:: Page text

In the test configuration, unidirectional flow can occur through the tool 200. When the axial displacement of the sliding sleeve 270 fully exposes the valve assembly 500, the sealing member 502, urged by an extension spring 512, pivots on the pivot pin 510 from the storage position (“the first position”) parallel to the longitudinal centerline of the tool to an operative position (“the second position”) transverse to the longitudinal centerline of the tool. As depicted in FIG. 2, in the test configuration, the circumferential perimeter 504 of the sealing member 502 contacts the valve seat assembly 700. In the test configuration, the valve assembly 500 permits unidirectional, fluid communication through the tool 200 while the sliding sleeve 270 continues to block the radial apertures 260 through the second sub 250. Note that in the test configuration, the plurality of apertures 261 in the sliding sleeve 270 are not aligned with the radial apertures 260 in the second sub 250, thus precluding fluid communication between the interior and exterior of the tool 200.

FIG. 3 depicts a partial cross sectional view of an illustrative tool 200 in a fracing/production position according to one or more embodiments described. In the fracing/production configuration, the sliding sleeve 270 has been axially displaced a sufficient distance to align the plurality of apertures 261 in the sliding sleeve 270 with the radial apertures 260 in the second sub 250, which can create a plurality of flowpaths between the bore and exterior of the tool 200. In one or more embodiments, a conventional downhole shifting device well-known to those of ordinary skill in the art, can be used to axially displace the sliding sleeve 270 from the “test” configuration depicted in FIG. 2 to the “fracing/production” configuration depicted in FIG. 3.

In the fracing/production configuration depicted in FIG. 3, fluid communication between the interior and exterior of the tool 200 is permitted. Such fluid communication is advantageous for example when it is necessary to fracture the hydrocarbon bearing zones surrounding the tool 200 by pumping a high pressure slurry through the casing string, into the bore of the tool 200. The high pressure slurry passes through the plurality of flowpaths formed by the alignment of the radial apertures 260 and plurality of apertures 261. The high pressure slurry can fracture both the cement sleeve surrounding the casing string and the surrounding hydrocarbon bearing interval; after fracturing, hydrocarbons can freely flow from the zone surrounding the tool 200 to the interior of the tool 200. The sealing member 502, transverse to the axial centerline of the tool 200, forms a tight seal against the valve seat assembly 700, preventing any hydrocarbons entering the tool 200 through the plurality of flowpaths formed by the alignment of the radial apertures 260 and the plurality of apertures 261 from flowing downhole. Should the pressure of the fluids trapped beneath the sealing member 502, exceed the pressure of the hydrocarbons in the bore of the tool, the sealing member 502 can lift, thereby permitting the trapped fluids to flow uphole, through the tool 200.

::::
:: Supplied material

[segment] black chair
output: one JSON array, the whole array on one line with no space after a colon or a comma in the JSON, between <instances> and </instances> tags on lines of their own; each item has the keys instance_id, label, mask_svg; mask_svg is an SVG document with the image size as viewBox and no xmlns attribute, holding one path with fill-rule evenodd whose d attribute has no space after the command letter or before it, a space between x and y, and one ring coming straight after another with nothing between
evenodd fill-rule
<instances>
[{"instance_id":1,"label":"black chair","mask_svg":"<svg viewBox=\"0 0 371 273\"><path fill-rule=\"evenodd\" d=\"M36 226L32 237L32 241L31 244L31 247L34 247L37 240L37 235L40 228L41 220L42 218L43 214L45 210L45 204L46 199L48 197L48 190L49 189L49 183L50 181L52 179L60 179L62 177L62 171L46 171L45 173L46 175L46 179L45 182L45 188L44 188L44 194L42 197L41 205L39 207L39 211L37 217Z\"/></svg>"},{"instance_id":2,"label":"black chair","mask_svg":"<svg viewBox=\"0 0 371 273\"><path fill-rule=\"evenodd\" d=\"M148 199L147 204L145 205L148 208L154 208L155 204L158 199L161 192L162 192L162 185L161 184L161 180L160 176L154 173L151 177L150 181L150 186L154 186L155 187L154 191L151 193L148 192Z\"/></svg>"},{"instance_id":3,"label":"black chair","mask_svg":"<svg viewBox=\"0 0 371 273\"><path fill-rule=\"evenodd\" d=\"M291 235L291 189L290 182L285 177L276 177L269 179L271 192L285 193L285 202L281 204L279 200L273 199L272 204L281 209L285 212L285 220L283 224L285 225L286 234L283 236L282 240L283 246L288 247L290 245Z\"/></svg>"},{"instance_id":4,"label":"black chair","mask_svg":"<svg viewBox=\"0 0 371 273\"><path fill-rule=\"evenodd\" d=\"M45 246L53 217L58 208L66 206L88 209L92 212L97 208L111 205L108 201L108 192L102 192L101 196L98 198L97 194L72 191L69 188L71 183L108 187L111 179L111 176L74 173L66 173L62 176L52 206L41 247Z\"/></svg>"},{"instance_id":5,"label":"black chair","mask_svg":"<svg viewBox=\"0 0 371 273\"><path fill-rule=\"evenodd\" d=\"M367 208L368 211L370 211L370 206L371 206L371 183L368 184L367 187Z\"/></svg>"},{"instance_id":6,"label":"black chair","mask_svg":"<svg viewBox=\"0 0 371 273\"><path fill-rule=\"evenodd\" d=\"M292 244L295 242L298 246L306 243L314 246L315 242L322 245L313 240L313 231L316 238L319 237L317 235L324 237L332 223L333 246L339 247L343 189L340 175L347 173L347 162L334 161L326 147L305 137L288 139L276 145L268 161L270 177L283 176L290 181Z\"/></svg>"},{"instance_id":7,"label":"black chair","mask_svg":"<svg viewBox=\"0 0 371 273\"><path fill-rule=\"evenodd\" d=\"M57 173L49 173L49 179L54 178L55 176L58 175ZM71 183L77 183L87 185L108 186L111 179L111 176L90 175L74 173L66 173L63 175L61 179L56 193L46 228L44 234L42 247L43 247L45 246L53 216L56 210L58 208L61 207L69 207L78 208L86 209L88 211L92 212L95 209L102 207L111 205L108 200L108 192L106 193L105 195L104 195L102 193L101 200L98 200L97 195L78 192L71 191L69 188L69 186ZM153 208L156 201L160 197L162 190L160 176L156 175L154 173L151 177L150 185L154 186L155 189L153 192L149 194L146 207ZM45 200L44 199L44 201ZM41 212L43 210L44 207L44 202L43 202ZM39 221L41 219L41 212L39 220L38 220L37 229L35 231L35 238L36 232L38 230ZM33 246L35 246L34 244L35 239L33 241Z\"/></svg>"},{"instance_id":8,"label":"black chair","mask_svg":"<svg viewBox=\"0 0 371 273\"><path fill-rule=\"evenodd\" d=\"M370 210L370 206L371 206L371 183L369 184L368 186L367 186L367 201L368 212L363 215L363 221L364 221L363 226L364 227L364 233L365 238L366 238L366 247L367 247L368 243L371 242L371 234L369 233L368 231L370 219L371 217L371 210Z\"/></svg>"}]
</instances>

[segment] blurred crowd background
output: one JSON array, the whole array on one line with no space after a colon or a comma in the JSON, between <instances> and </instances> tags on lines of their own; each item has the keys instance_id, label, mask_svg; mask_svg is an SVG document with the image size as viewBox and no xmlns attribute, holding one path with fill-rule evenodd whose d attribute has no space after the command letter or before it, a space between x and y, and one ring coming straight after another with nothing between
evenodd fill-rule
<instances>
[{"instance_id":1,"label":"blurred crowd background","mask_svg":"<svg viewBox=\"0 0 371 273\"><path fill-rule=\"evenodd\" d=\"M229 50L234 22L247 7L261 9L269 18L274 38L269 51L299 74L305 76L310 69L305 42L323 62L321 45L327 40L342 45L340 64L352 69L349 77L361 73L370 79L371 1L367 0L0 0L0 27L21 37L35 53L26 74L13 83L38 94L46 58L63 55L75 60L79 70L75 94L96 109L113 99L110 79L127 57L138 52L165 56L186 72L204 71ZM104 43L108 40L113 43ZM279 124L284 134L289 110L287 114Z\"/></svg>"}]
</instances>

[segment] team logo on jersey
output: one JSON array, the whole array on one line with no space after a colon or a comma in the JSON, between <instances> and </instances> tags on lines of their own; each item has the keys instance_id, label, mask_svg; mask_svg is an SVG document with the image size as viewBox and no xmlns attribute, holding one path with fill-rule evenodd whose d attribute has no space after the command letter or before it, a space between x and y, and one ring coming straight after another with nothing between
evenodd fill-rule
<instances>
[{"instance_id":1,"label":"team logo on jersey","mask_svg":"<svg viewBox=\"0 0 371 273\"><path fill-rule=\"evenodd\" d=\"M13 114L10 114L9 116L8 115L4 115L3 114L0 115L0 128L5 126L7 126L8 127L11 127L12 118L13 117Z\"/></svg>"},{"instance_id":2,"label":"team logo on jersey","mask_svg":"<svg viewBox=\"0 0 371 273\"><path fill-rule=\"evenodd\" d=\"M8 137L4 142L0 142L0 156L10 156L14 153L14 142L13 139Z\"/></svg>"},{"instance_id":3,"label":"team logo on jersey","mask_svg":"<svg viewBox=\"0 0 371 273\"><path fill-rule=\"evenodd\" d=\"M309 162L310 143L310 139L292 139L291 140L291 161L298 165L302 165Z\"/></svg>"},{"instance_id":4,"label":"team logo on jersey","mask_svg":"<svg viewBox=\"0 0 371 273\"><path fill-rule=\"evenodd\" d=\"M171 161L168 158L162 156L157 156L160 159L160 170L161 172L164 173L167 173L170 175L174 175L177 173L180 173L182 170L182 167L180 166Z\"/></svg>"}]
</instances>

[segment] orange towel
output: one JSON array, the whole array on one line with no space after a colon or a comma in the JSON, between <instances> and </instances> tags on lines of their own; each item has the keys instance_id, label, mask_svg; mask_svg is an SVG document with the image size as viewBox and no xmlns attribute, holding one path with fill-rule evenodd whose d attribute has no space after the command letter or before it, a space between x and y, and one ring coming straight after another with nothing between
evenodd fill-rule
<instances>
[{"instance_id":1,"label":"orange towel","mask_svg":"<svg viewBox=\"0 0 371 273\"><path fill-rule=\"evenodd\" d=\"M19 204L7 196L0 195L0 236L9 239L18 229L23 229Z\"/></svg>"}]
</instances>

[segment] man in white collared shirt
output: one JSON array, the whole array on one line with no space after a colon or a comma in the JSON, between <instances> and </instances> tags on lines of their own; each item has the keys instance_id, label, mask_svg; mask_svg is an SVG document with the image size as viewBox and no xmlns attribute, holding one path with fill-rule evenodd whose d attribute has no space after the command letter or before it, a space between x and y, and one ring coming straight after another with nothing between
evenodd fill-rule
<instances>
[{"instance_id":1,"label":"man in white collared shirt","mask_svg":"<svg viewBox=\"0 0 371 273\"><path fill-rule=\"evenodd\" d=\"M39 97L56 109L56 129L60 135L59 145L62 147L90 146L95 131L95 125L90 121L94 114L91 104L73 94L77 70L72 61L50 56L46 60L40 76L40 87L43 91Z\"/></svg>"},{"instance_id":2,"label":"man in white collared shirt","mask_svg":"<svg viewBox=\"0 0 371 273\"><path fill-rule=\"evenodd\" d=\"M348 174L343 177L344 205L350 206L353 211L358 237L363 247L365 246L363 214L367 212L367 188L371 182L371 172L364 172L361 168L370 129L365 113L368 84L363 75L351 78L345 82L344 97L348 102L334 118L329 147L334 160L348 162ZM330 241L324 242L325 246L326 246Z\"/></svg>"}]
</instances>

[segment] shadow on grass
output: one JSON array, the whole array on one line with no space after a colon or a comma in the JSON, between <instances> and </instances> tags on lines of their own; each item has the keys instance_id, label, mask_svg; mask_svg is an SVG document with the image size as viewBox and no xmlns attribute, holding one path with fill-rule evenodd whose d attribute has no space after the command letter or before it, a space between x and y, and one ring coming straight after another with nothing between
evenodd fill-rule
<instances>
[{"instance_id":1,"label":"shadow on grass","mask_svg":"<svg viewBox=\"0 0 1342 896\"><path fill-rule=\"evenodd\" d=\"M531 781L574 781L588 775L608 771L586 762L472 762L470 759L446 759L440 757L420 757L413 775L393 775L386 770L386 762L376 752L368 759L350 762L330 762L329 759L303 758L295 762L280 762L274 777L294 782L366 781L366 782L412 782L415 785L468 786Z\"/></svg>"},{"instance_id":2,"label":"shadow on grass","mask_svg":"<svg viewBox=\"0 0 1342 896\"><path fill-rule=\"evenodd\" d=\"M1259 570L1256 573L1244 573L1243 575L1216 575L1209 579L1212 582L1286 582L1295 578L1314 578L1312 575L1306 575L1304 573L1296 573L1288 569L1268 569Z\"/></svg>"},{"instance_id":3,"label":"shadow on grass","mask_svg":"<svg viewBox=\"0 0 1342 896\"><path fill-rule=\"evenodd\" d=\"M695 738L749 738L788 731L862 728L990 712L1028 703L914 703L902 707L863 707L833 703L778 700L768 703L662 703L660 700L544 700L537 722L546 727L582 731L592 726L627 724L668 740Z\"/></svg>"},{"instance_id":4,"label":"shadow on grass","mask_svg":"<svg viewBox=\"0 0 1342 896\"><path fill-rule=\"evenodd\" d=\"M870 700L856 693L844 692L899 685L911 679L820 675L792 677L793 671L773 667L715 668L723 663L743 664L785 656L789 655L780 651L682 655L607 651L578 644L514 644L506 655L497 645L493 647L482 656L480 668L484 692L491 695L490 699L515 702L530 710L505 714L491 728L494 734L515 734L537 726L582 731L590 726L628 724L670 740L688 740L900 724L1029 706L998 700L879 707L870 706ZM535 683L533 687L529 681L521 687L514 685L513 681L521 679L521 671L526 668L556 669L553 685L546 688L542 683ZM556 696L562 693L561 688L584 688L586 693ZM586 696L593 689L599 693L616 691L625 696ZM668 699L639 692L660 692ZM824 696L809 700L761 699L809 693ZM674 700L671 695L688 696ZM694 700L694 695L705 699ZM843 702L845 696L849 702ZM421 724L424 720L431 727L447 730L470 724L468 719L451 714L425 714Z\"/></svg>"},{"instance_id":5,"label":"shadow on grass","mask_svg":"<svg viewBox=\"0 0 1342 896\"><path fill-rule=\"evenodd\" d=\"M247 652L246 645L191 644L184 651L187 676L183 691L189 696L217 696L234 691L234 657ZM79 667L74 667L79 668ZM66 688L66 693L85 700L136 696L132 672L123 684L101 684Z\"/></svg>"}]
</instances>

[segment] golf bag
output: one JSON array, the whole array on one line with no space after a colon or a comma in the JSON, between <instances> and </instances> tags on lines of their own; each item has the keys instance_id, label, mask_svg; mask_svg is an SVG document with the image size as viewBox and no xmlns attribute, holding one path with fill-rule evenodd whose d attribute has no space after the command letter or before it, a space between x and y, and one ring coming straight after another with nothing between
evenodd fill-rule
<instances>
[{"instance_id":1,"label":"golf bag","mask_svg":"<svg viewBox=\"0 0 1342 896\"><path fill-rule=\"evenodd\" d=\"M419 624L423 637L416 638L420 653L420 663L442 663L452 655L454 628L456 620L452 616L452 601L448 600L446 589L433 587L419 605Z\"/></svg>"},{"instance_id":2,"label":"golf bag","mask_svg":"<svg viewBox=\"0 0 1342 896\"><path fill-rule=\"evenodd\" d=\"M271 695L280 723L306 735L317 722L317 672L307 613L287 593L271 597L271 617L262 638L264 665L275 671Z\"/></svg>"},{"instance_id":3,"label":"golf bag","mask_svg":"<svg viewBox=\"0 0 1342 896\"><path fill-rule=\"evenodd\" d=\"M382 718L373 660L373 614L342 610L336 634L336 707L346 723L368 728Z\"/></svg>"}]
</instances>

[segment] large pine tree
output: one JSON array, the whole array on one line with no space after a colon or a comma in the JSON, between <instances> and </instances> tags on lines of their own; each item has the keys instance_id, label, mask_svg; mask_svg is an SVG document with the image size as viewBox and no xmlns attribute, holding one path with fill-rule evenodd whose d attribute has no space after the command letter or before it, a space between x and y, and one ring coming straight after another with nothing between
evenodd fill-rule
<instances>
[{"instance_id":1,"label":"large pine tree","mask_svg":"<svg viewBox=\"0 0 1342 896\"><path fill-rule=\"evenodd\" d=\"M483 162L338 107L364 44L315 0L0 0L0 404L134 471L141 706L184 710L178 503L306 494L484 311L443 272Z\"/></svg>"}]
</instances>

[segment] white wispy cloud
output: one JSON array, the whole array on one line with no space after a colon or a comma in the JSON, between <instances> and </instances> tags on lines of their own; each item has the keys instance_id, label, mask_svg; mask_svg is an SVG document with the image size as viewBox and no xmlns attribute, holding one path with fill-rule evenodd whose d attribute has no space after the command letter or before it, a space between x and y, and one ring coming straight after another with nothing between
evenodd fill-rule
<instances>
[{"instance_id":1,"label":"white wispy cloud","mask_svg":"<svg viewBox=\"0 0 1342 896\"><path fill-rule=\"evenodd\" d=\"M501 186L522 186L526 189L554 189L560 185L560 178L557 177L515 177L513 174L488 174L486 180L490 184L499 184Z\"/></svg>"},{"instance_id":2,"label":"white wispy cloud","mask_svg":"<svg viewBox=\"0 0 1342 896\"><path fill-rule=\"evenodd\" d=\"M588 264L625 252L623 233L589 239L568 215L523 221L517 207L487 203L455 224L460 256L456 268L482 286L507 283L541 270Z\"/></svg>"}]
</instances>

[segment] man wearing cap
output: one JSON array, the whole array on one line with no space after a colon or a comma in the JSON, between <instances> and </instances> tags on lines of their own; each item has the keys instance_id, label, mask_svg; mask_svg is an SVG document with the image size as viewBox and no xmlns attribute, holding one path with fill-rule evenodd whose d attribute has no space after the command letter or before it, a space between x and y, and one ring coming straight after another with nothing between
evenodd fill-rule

::::

» Problem 1:
Pick out every line of the records that contains the string "shirt".
» Problem 2:
Proceed with the text on the downhole tool's sliding sleeve and valve assembly, writing on from its last sentence.
These records bear no relation to the text.

» Result 1:
[segment] man in white collared shirt
[{"instance_id":1,"label":"man in white collared shirt","mask_svg":"<svg viewBox=\"0 0 371 273\"><path fill-rule=\"evenodd\" d=\"M39 97L56 109L56 129L60 135L59 145L62 147L90 146L95 131L95 125L90 121L94 114L91 104L73 94L77 70L72 61L50 56L46 60L40 76L40 87L43 91Z\"/></svg>"},{"instance_id":2,"label":"man in white collared shirt","mask_svg":"<svg viewBox=\"0 0 371 273\"><path fill-rule=\"evenodd\" d=\"M348 174L343 177L344 205L350 206L353 211L358 237L363 247L365 246L363 214L367 212L367 188L371 182L371 172L364 172L361 168L370 129L365 113L368 84L363 75L351 78L345 82L344 97L348 102L334 118L329 147L334 160L348 162ZM330 241L324 242L325 246L326 246Z\"/></svg>"}]

» Result 2:
FIG. 4 depicts the valve assembly 500 with the tool 200 in the run-in configuration. In one or more embodiments, the valve assembly 500 can be stored as depicted in FIG. 4. The valve assembly 500 can be maintained in the annular space 290 formed internally by the sliding sleeve 270 and externally by the valve housing section 230.

FIG. 5 depicts break away schematic of an illustrative valve assembly 500 according to one or more embodiments described. In one or more embodiments, the sealing member 502 can be fabricated from any frangible material, such as cast aluminum, ceramic, cast iron or any other equally resilient, brittle material. In one or more embodiments, grooves 506 can be scored into an upper face of the sealing member 502 to structurally weaken and increase the susceptibility of the sealing member 502 to fracture upon the application of a sudden impact force, for example, the force exerted by a drop bar inserted via wireline into a wellbore. While a flat circular sealing member 502 has been depicted in FIG. 5, other equally effective, substantially flat geometric shapes including conic and polygonic sections can be equally efficacious.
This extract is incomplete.